GOAL: Beginning at the line with "Question. Identify every instance of the silver", output each line to the end of the listing below exactly, please.

STORED RECORDS:
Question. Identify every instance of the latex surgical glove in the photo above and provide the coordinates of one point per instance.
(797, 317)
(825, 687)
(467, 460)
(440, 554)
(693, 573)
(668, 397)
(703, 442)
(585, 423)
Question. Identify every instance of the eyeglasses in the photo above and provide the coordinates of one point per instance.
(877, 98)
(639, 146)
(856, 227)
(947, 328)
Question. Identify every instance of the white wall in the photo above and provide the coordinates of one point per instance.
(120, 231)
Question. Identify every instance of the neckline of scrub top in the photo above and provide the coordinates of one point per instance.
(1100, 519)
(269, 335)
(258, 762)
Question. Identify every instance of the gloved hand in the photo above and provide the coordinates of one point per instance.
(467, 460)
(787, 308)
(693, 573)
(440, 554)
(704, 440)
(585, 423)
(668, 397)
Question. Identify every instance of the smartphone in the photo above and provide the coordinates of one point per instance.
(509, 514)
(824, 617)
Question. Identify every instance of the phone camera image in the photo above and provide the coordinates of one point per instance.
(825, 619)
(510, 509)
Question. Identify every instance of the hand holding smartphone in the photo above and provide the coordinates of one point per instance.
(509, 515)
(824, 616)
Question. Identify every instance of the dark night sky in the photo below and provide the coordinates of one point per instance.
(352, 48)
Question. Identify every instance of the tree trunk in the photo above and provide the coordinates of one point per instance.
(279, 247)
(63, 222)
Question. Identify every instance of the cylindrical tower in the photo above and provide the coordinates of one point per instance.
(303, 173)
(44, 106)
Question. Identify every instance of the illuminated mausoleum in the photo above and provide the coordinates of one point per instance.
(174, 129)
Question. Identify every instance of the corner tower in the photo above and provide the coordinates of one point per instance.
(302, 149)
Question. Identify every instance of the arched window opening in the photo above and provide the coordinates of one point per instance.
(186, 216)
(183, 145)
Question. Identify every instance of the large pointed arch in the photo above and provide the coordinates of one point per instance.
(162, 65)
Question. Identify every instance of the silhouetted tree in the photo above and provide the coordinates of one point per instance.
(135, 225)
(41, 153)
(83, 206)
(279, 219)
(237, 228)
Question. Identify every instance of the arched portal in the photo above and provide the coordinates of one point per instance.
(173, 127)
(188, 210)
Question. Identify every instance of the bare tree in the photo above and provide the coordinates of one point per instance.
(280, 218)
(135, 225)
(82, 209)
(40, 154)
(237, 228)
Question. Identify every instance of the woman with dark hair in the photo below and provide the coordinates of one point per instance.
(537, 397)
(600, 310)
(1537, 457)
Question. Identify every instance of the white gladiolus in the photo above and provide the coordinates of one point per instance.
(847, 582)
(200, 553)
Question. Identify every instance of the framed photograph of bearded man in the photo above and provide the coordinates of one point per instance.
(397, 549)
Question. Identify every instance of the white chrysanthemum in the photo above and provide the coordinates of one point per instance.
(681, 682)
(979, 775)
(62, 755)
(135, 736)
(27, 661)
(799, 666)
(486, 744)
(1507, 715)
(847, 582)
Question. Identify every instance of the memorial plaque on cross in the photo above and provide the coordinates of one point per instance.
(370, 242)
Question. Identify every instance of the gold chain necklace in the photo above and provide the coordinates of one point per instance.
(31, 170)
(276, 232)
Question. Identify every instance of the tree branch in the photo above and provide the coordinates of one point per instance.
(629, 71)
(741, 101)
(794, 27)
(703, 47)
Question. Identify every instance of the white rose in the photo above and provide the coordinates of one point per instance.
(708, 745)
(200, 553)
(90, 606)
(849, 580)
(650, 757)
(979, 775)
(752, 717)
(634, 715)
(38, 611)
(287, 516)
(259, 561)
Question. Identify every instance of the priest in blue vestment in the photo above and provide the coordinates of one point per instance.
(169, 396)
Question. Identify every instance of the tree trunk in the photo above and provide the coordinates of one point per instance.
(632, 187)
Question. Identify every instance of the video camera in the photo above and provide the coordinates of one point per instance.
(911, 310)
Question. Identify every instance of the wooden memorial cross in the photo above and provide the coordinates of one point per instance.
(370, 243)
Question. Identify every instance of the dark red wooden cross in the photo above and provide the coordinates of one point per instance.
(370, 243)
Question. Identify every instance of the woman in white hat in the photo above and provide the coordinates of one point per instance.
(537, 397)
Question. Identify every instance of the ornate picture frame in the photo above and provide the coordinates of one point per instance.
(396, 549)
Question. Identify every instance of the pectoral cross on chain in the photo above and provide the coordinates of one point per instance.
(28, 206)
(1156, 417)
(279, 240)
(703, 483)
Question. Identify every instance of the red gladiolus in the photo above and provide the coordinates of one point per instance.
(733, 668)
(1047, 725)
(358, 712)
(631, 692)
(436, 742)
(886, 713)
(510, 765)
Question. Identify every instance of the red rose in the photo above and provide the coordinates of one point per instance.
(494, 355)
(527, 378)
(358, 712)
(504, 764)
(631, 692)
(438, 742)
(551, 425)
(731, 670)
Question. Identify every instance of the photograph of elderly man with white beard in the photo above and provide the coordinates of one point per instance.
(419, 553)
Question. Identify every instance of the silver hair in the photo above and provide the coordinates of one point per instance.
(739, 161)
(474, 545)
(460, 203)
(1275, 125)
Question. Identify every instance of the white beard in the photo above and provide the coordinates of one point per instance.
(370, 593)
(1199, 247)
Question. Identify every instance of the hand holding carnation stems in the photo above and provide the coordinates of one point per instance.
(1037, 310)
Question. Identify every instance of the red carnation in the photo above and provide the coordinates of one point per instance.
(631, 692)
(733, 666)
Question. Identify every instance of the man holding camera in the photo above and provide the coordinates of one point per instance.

WRITTEN REPLY:
Question. Identify every instance of the silver hair in the photo above and provide the coordinates of one point per instance.
(739, 161)
(474, 545)
(460, 203)
(1275, 125)
Question. Identify every instance of the white beard in the photo above and provide the coordinates of one point per instance.
(370, 593)
(1199, 247)
Question. Identify every instance of the hand holding carnation stems in the photo above and provide the coordinates of one point per instance.
(1037, 310)
Question. Identify every instance of the red carnation in the photo above and provide the coordinates of one point per instance.
(631, 692)
(733, 666)
Question. Identify every instance of the man holding camera in the photo above and provide the coordinates of one point per instance.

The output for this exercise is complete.